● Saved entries
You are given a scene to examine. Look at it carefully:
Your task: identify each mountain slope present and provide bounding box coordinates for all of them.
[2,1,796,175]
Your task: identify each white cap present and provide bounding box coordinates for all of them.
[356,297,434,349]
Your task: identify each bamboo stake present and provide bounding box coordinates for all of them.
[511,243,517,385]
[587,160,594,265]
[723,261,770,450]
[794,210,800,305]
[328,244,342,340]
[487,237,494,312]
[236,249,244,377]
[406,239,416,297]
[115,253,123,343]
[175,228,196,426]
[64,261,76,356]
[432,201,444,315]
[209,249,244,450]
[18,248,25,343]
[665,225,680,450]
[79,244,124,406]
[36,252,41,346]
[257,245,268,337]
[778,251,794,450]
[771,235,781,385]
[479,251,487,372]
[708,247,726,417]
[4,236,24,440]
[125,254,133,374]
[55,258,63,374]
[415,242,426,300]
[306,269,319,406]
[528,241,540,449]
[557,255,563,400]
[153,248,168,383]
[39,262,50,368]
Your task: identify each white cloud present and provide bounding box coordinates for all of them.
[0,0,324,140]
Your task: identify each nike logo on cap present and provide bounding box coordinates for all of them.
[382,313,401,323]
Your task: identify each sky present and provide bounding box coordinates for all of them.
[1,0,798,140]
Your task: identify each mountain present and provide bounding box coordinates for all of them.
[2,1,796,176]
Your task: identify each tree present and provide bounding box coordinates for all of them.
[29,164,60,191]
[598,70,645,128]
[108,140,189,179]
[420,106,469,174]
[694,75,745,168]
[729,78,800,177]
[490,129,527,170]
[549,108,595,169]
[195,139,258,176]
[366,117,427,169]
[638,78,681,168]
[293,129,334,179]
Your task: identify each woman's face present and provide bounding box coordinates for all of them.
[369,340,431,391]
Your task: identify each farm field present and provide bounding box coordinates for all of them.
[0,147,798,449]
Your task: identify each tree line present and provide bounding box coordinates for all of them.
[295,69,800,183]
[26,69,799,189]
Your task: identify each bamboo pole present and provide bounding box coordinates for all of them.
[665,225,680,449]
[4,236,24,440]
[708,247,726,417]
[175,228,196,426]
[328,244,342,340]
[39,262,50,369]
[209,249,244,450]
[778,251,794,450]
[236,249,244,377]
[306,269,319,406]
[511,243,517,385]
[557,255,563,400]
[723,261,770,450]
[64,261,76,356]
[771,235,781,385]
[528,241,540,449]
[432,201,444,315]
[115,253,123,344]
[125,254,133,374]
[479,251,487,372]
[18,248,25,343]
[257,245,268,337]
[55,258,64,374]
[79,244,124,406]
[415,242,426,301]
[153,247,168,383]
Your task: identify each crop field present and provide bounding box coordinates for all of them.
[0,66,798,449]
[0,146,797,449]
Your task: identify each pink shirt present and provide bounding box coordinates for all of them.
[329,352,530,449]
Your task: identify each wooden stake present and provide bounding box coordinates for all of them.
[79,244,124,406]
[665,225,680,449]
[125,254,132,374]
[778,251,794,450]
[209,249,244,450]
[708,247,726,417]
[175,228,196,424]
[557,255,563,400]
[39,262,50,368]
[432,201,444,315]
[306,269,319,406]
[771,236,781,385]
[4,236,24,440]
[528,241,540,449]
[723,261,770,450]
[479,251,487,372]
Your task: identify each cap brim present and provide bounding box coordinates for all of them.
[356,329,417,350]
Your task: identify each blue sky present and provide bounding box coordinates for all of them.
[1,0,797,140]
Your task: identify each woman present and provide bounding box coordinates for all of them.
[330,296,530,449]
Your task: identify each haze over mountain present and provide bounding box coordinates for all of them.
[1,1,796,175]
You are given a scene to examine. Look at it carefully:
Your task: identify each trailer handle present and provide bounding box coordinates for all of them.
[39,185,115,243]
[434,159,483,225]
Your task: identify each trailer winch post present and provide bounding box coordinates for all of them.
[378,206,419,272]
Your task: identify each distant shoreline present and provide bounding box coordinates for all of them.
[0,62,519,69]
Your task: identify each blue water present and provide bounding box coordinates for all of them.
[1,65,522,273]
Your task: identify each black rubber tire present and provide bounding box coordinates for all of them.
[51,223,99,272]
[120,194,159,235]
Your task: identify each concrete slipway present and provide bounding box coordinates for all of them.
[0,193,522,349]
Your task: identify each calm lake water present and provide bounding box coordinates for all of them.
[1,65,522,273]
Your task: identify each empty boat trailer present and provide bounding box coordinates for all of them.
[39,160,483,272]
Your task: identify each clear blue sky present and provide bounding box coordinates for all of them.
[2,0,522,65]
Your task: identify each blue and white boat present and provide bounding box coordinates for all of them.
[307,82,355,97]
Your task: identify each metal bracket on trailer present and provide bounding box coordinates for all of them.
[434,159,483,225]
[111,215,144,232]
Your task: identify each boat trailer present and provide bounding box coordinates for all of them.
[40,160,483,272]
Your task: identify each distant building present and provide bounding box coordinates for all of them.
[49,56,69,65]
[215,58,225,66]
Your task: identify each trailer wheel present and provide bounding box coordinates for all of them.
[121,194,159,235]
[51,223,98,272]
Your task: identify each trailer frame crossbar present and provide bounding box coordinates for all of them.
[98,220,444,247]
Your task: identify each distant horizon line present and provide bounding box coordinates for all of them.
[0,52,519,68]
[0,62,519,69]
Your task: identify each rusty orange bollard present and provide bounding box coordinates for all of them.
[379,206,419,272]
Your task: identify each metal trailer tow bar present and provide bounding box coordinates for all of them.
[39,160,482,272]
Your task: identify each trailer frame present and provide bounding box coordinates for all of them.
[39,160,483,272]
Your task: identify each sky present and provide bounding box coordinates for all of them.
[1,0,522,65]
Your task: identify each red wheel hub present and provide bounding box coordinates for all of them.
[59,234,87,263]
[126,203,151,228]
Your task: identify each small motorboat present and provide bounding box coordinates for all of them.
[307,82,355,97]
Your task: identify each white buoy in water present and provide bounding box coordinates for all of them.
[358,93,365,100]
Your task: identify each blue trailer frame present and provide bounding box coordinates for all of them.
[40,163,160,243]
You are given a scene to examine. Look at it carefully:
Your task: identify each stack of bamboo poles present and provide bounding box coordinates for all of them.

● What you are asked to do
An exact reproduction of the data is required. Leave nothing out.

● Exercise output
You are given a scene to examine. Look at it carefully:
Your task: identify each mountain slope present and provide bounding box coordinates for all of them.
[2,1,796,175]
Your task: identify each white cap present and provide bounding box coordinates for all of them.
[356,297,434,349]
Your task: identify each bamboo stake present and provide bounding box coordinates for all of them.
[511,243,517,385]
[587,160,594,265]
[723,261,770,450]
[794,210,800,305]
[328,244,342,340]
[487,237,494,312]
[236,249,244,377]
[406,239,416,297]
[115,253,123,343]
[175,228,196,426]
[64,261,76,356]
[432,201,444,315]
[209,249,244,450]
[18,248,25,343]
[665,225,680,450]
[79,244,124,406]
[36,252,41,346]
[257,245,268,337]
[778,251,794,450]
[771,235,781,385]
[479,251,487,372]
[708,247,726,417]
[4,236,24,440]
[125,254,133,374]
[55,258,63,374]
[415,242,426,300]
[306,269,319,406]
[528,241,540,449]
[557,255,563,400]
[153,248,168,383]
[39,262,50,368]
Your task: identify each white cloud present and provide bounding box coordinates for all of them.
[0,0,324,140]
Your task: identify each nike logo on cap present and provide bounding box coordinates for all of them.
[382,313,401,323]
Your task: identify each sky present and provide bounding box coordinates for all of them.
[1,0,798,140]
Your task: identify each mountain present and provide bounding box coordinates for all of them.
[2,1,796,176]
Your task: identify each tree present and provide bounding box coordinates for all of them.
[29,164,60,191]
[598,70,645,128]
[108,140,189,179]
[420,106,469,174]
[694,75,745,168]
[729,78,800,177]
[490,129,527,170]
[549,108,595,169]
[195,139,258,176]
[366,117,427,169]
[638,78,681,168]
[293,129,334,179]
Your task: identify each woman's face present and provide bounding box coordinates for all of them.
[369,340,431,391]
Your task: identify each farm field present and provide bounding box coordinates for all of them.
[0,147,798,449]
Your task: identify each tree line present and provide bounding box coordinates for all of them.
[295,69,800,183]
[26,69,799,189]
Your task: identify each bamboo pole present and provide bounding box coordinates for all of them.
[665,225,680,449]
[4,236,24,440]
[708,247,726,417]
[175,228,196,426]
[328,244,342,340]
[39,262,50,369]
[209,249,244,450]
[778,251,794,450]
[236,249,244,377]
[306,269,319,406]
[511,243,517,385]
[557,255,563,400]
[723,261,770,450]
[64,261,76,356]
[771,235,781,385]
[528,241,540,449]
[432,201,444,315]
[115,253,123,344]
[125,254,133,374]
[479,251,487,372]
[18,248,25,343]
[257,245,268,337]
[55,258,64,374]
[79,244,124,406]
[415,242,426,301]
[153,247,168,383]
Your task: identify each crop field present and provide bounding box coordinates for all of them.
[0,66,798,449]
[0,146,797,449]
Your task: identify each pink shirt present and provide bounding box coordinates for all of them.
[329,352,530,449]
Your task: identify each wooden stake present and provide bounding box coordinates for all of them.
[79,244,124,406]
[665,225,680,449]
[125,254,132,374]
[778,251,794,450]
[209,249,244,450]
[708,247,726,417]
[175,228,196,424]
[557,255,563,400]
[39,262,50,368]
[432,201,444,315]
[306,269,319,406]
[771,236,781,385]
[4,236,24,440]
[528,241,540,449]
[723,261,770,450]
[479,251,487,372]
Your task: identify each cap brim present and provide bounding box coordinates for all of them.
[356,329,417,350]
Your task: identify each blue sky present and provide bounding box coordinates for all of them.
[1,0,797,140]
Your task: identify each woman present and provide bounding box coordinates for all of them.
[330,296,530,449]
Your task: identify each haze over mountain present and provide bounding box coordinates for all of them.
[1,1,796,175]
You are given a scene to examine. Look at it carefully:
Your task: identify each trailer handle present and provide bounding box coordinates for all of them.
[39,185,115,243]
[434,159,483,225]
Your task: identify each trailer winch post present and provide bounding box coordinates for all of them.
[378,206,419,272]
Your task: identify each distant shoreline present and provide bounding box coordinates for all of them.
[0,62,519,69]
Your task: identify each blue water present and provide bounding box coordinates for all of them.
[1,65,522,273]
Your task: identify each black rubber tire present and provide bounding box coordinates for all of them.
[51,223,99,272]
[120,194,159,235]
Your task: identify each concrete slipway present and provide bounding box coordinates for all of them.
[0,193,522,349]
Your task: identify each calm lake water present and provide bounding box coordinates for all of them.
[1,65,522,273]
Your task: identify each empty boat trailer present and provide bounding box coordinates for all of them.
[39,160,483,272]
Your task: identify each clear blue sky present and provide bounding box coordinates for all of them.
[2,0,522,65]
Your task: identify each blue and white boat present and provide bounding box coordinates for all of them.
[307,82,355,97]
Your task: identify each metal bracket on trailer present and provide bounding box coordinates for all of them.
[434,159,483,225]
[111,215,144,232]
Your task: identify each boat trailer present and provide bounding box coordinates for all of them.
[40,160,483,272]
Your task: identify each distant building present and provide bounding box coordinates for all of them.
[49,56,69,65]
[215,58,225,66]
Your task: identify each trailer wheel present and provide bounding box coordinates for all of them.
[121,194,159,235]
[51,223,98,272]
Your task: identify each trailer frame crossbar present and provide bounding box coordinates for all of them.
[98,220,444,247]
Your task: identify each distant horizon line present and provide bounding box coordinates for all of them.
[0,52,519,68]
[0,62,519,69]
Your task: identify each rusty orange bollard present and provide bounding box coordinates for all of them.
[379,206,419,272]
Your task: identify each metal trailer tow bar present and provide bounding box coordinates for all of them.
[39,160,482,272]
Your task: identify each trailer frame present and provide bounding box coordinates for all of them.
[39,160,483,272]
Your task: identify each sky present and provide bounding box coordinates for all of them.
[1,0,522,65]
Your task: identify each red wheel hub present and provide bounding box coordinates for all of them.
[59,234,87,263]
[126,203,151,228]
Your task: identify each small motorboat present and provide bounding box coordinates for all of them.
[307,82,355,97]
Your task: identify each white buoy in water present and provide bounding box coordinates for all of them.
[358,93,365,100]
Your task: identify each blue trailer frame present and provide bounding box coordinates for all of them.
[40,163,160,243]
You are given a scene to examine. Look at it carefully:
Your task: identify each stack of bamboo poles present and provide bounding box coordinates for all of them.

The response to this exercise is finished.